** Opening DATASET ENTRIES block **
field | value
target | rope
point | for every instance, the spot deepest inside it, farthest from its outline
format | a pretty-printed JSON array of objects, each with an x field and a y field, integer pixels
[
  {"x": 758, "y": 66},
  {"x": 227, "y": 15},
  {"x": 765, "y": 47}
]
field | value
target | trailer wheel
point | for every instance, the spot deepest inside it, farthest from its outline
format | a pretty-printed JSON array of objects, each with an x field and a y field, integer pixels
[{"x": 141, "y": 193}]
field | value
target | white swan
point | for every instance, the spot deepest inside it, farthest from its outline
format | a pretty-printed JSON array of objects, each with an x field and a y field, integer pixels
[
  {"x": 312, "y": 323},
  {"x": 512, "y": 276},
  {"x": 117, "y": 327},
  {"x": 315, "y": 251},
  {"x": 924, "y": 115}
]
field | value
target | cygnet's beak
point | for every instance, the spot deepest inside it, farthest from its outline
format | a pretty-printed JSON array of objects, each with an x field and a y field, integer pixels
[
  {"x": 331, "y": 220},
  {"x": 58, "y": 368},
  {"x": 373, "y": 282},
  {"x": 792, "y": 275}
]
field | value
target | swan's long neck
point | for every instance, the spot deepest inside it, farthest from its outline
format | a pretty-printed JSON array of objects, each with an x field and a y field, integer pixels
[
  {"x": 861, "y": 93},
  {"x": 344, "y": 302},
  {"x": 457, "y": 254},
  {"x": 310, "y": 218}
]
** Closing DATASET ENTRIES block **
WHAT TO PRODUCE - An exact copy of all the entries is what's needed; write it out.

ANSWER TO THIS PROBLEM -
field | value
target | rope
point | for every instance, the spot deepest inside it, farthest from its outline
format | a pretty-printed JSON array of objects, each with an x field and a y field, integer pixels
[
  {"x": 758, "y": 66},
  {"x": 227, "y": 15},
  {"x": 765, "y": 47}
]
field | value
target | trailer wheel
point | for every instance, the spot deepest inside it, farthest from its outline
format | a pretty-printed JSON array of objects, each with an x field and a y field, integer pixels
[{"x": 141, "y": 193}]
field | value
target | white swan
point | for every instance, the spot deepest inside it, farthest from its outline
format | a pretty-printed JSON array of objects, each with an x field and a y field, integer pixels
[
  {"x": 312, "y": 323},
  {"x": 512, "y": 276},
  {"x": 117, "y": 327},
  {"x": 315, "y": 251},
  {"x": 924, "y": 115}
]
field | value
target | cygnet's beak
point | for every instance, the spot deepest inside it, farthest from its outline
format | a pretty-printed JSON array of objects, each with an x field and a y field, integer pixels
[
  {"x": 331, "y": 220},
  {"x": 58, "y": 368},
  {"x": 373, "y": 282},
  {"x": 792, "y": 275}
]
field | value
target | swan's long neck
point | for every instance, the spot deepest inside it, farthest from its outline
format | a pretty-printed JSON array of objects, each with an x field and a y field, integer pixels
[
  {"x": 861, "y": 93},
  {"x": 344, "y": 302},
  {"x": 457, "y": 254},
  {"x": 310, "y": 218}
]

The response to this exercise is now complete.